### WHAT IS BEING ASKED
Copy out the rows below, replacing every occurrence of "QA review pass" with "Quality check" and leaving all other text as it is.

### DATA

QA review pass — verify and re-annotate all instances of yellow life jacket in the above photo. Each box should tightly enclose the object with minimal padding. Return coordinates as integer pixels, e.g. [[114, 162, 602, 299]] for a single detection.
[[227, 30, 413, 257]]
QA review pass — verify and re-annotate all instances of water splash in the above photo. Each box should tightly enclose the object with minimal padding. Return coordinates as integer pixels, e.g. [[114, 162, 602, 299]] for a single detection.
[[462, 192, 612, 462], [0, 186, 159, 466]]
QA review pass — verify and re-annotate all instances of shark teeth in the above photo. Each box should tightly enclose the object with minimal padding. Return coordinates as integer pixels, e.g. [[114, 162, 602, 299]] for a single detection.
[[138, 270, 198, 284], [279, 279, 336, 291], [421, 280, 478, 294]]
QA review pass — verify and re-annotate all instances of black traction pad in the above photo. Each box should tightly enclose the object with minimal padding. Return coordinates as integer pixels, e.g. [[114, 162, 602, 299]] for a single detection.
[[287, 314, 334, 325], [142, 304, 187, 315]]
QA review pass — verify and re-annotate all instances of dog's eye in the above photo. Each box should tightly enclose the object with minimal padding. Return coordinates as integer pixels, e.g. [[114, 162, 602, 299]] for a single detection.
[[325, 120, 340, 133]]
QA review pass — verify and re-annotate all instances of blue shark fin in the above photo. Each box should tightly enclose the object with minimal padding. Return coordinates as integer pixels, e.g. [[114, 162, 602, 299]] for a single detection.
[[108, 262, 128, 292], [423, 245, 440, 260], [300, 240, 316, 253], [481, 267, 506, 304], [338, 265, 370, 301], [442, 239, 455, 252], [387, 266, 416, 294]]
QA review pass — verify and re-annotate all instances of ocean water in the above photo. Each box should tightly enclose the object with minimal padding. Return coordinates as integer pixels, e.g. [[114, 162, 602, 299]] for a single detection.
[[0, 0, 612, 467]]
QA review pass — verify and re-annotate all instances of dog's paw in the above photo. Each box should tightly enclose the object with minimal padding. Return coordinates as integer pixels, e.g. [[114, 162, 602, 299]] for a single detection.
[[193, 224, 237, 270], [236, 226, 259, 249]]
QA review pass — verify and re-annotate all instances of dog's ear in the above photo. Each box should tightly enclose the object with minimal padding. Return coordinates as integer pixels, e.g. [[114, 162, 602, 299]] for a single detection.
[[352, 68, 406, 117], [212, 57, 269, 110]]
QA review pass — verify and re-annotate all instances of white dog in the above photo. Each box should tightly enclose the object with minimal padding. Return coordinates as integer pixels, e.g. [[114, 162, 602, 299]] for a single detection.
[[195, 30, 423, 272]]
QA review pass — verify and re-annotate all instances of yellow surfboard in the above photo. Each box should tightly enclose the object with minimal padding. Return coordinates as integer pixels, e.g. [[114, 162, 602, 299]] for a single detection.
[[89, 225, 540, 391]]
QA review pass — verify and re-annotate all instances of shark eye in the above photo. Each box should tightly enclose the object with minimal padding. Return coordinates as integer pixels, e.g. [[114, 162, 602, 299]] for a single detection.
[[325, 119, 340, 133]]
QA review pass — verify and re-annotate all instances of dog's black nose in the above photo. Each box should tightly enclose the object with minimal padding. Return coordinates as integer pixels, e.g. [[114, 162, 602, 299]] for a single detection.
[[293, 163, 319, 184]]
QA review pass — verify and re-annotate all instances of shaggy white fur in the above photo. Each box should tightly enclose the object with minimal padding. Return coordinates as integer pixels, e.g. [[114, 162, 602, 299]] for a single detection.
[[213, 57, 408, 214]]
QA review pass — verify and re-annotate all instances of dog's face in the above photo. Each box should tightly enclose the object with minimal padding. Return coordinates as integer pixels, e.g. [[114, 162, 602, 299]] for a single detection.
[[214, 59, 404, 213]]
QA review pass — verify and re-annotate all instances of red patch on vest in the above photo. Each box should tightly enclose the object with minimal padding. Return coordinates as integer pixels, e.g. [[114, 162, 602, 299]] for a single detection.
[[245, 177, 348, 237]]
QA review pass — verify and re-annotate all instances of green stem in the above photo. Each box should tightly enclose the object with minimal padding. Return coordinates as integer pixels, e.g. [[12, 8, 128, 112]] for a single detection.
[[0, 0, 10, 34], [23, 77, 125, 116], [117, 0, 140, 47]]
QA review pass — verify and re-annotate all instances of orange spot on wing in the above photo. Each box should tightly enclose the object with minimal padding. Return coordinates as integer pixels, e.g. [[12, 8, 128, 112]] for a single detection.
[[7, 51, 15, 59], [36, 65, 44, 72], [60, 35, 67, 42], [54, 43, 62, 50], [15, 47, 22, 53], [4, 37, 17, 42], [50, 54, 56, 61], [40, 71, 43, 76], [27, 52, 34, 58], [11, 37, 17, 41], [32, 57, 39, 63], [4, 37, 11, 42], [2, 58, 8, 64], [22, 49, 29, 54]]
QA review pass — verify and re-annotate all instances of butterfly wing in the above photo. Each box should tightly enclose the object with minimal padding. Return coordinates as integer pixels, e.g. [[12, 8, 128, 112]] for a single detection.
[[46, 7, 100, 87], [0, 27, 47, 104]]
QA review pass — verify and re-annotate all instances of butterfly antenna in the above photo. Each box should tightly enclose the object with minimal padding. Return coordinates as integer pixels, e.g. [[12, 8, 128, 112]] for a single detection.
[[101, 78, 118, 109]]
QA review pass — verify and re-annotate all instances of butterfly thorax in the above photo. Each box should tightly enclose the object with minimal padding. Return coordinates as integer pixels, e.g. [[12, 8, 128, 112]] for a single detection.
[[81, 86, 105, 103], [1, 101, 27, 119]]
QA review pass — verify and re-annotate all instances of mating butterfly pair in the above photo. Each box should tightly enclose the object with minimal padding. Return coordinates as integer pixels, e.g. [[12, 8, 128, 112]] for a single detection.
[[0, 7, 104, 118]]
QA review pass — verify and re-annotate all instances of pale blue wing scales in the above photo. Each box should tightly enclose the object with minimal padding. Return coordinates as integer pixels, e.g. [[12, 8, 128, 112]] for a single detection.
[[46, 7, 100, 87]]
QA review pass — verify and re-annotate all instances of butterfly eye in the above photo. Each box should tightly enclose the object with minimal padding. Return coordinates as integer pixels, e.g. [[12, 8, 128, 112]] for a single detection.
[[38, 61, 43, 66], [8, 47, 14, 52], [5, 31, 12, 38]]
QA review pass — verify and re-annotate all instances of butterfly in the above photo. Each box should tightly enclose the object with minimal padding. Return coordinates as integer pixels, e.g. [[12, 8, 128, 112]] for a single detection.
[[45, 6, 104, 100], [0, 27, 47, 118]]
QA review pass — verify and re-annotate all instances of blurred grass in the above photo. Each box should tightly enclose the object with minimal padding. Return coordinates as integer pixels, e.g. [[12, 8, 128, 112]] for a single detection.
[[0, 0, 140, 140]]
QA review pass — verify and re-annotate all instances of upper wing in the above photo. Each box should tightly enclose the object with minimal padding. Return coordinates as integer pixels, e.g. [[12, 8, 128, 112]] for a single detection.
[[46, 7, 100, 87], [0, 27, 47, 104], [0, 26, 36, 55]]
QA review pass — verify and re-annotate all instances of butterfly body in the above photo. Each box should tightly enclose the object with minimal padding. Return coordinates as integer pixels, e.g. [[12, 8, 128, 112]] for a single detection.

### WRITTEN RESPONSE
Quality check — verify and re-annotate all instances of yellow life jacket in the above photo. Each box should tightly enclose the object with minimal padding. Return coordinates as integer pixels, e.g. [[114, 162, 602, 299]] for a single detection.
[[227, 30, 413, 257]]
Quality check — verify and re-annotate all instances of water splash in the above photo. Each box should tightly enclose the object with minimal padding. Return coordinates as integer pixels, e.g. [[114, 162, 602, 299]] for a single detection.
[[462, 192, 612, 462], [0, 186, 159, 466]]
Quality check — verify and re-annotate all instances of shark teeth in the above photo. Each box should tightly enclose the object with minimal padding. Return coordinates as integer pixels, e.g. [[114, 162, 602, 299]] for a single detection.
[[138, 270, 198, 284], [279, 279, 336, 291], [421, 280, 478, 294]]
Quality check — verify and re-annotate all instances of black traction pad in the above photo. Each box should tightly enclose the object with minimal padding. Return coordinates as integer pixels, e.g. [[114, 162, 602, 299]] for a single detection.
[[287, 314, 334, 325], [142, 304, 187, 315]]
Quality check — verify and re-annotate all instances of dog's eye in the above photo. Each box should tightly enclose the object with minimal padding. Return coordinates as integer pixels, e.g. [[114, 162, 602, 299]] for a single detection.
[[325, 120, 340, 133]]
Quality check — verify and re-annotate all instances of blue shark fin in the above photo. Each box should tightly enclose the object with minimal padding. Return coordinates as integer pixels, e.g. [[114, 162, 602, 299]] for a single detection.
[[108, 262, 128, 292], [423, 245, 440, 260], [300, 240, 316, 253], [481, 267, 506, 304], [338, 265, 370, 301], [442, 239, 455, 252], [387, 266, 416, 294]]
Quality check — verify and re-annotate all instances of ocean water in the above photo. Each box should tightly enclose the object with minimal padding. Return coordinates as integer pixels, e.g. [[114, 162, 602, 299]] for a single detection.
[[0, 0, 612, 467]]
Quality check — verify and re-annotate all instances of dog's paw in the above photo. Each box should tightly enclose the object with minimal padding. Return coordinates as integer pixels, e.g. [[114, 162, 602, 299]] for a single detection.
[[193, 224, 237, 270], [236, 226, 259, 249]]
Quality check — verify and re-annotate all instances of dog's ear in the above photo. Each box should tightly enclose the object with minimal padding. Return coordinates as integer pixels, e.g. [[114, 162, 602, 299]] for a single detection.
[[352, 68, 406, 117], [212, 57, 269, 110]]
Quality check — verify and re-annotate all instances of white dog in the above photo. Each box should tightly enclose the object with minimal padding. Return coordinates as integer pixels, e.g. [[114, 162, 602, 299]] for a single detection.
[[195, 30, 423, 272]]
Quality check — verify and re-annotate all instances of yellow surfboard in the above photo. Each box should tightly enclose the object with minimal padding. Return coordinates as integer pixels, e.g. [[114, 162, 602, 299]] for a single detection.
[[89, 225, 540, 391]]
Quality check — verify and re-annotate all instances of shark eye in the above photo. Each box should tightly enclose the object with minimal padding. Return coordinates as integer pixels, e.g. [[114, 162, 602, 299]] for a single detection.
[[325, 119, 340, 133]]
Quality check — verify and re-annotate all instances of dog's black nose in the above photo. Each box should tightly enclose the object with minimal padding. Return coordinates as integer pixels, e.g. [[114, 162, 602, 299]] for a single detection.
[[293, 163, 319, 184]]
Quality check — verify and re-annotate all instances of shaggy white fur in the above photo. Each box should tightly enclose the object with minimal padding. Return coordinates as integer pixels, e.g. [[114, 162, 602, 299]] for a single detection.
[[213, 57, 408, 214]]
Quality check — verify and re-annotate all instances of dog's face in the above photo. Each box should tightly enclose the object with minimal padding. Return coordinates as integer pixels, e.g. [[114, 162, 602, 299]] for a single detection.
[[214, 59, 404, 213]]
Quality check — verify and re-annotate all instances of red patch on vest in the above photo. Each box should tightly enclose the object with minimal padding. Return coordinates as integer pixels, e.g. [[114, 162, 602, 299]] for a single detection.
[[245, 177, 348, 237]]
Quality check — verify and re-annotate all instances of green stem in the above photo. Each box should tightly enclose the object with minimal padding. Return coordinates as integer pixels, e.g. [[12, 8, 128, 112]] for a single detection.
[[0, 0, 10, 34], [23, 77, 125, 116], [117, 0, 140, 47]]
Quality check — verify and re-annotate all instances of orange spot on wing in the above photo. Each box should tightly enclose the object with minimal padding. Return coordinates as integer pixels, e.g. [[12, 8, 128, 112]] for a single detection.
[[7, 51, 15, 59], [36, 65, 44, 72], [60, 35, 67, 42], [54, 43, 62, 50], [15, 47, 22, 53], [4, 37, 17, 42], [50, 54, 56, 61], [40, 71, 43, 76], [27, 52, 34, 58], [11, 37, 17, 41], [32, 57, 39, 63], [4, 37, 11, 42], [2, 58, 8, 64], [22, 49, 29, 54]]
Quality check — verify and re-annotate all instances of butterfly wing in the above photo. Each box should tightly enclose the object with minimal padding. Return coordinates as integer pixels, e.g. [[12, 8, 128, 112]] for a single detection.
[[46, 7, 100, 87], [0, 27, 47, 104]]
Quality check — verify and re-annotate all instances of butterfly antenna in the above photo. Each box should tightly enclose the object with minimal padding. Return coordinates as integer pixels, e.g. [[12, 8, 128, 112]] for a single detection.
[[101, 78, 118, 109]]
Quality check — verify and re-annotate all instances of butterfly thorax in the above photo. Each box should tightly enclose the object with minimal padding. Return coordinates as integer pixels, e.g. [[12, 8, 128, 112]] for a single detection.
[[81, 86, 105, 103], [1, 101, 27, 119]]
Quality check — verify and re-annotate all instances of mating butterfly pair in the above photo. Each box should tightly enclose the object with minimal padding. Return coordinates as integer pixels, e.g. [[12, 8, 128, 112]] for a single detection.
[[0, 7, 104, 118]]
Quality check — verify and re-annotate all instances of pale blue wing scales in the above photo. Each box should tightly enclose the object with minimal padding. Return coordinates as integer pixels, e.g. [[12, 8, 128, 112]] for a single detection.
[[46, 7, 100, 87]]
Quality check — verify and re-annotate all instances of butterfly eye in the above photo. Each box should tightly enclose the object with minimal padding. Return coordinates as integer pixels, e.g. [[12, 8, 128, 112]] for a single detection.
[[38, 61, 43, 66], [8, 47, 14, 52], [5, 31, 12, 38]]
Quality check — verify and re-annotate all instances of butterfly in the above photo. Each box should tightly enclose the object with minimal padding. Return coordinates as integer pixels, e.g. [[12, 8, 128, 112]] for a single detection.
[[45, 6, 104, 100], [0, 27, 47, 118]]
Quality check — verify and re-annotate all instances of blurred grass in the above photo. Each box should tightly enclose the object with minimal padding. Return coordinates as integer pixels, e.g. [[12, 8, 128, 112]] for a single detection.
[[0, 0, 140, 140]]
Quality check — verify and re-annotate all instances of upper wing in the above photo. Each box should tightly enclose the object with minimal padding. Return coordinates as integer pixels, e.g. [[12, 8, 128, 112]] for a single detection.
[[46, 7, 100, 87], [0, 27, 47, 104], [0, 26, 36, 55]]
Quality check — verify and re-annotate all instances of butterfly body in the above photo. Each box should tightly enclose the object with minimal padding. Return coordinates as integer pixels, e.g. [[12, 8, 128, 112]] for a single detection.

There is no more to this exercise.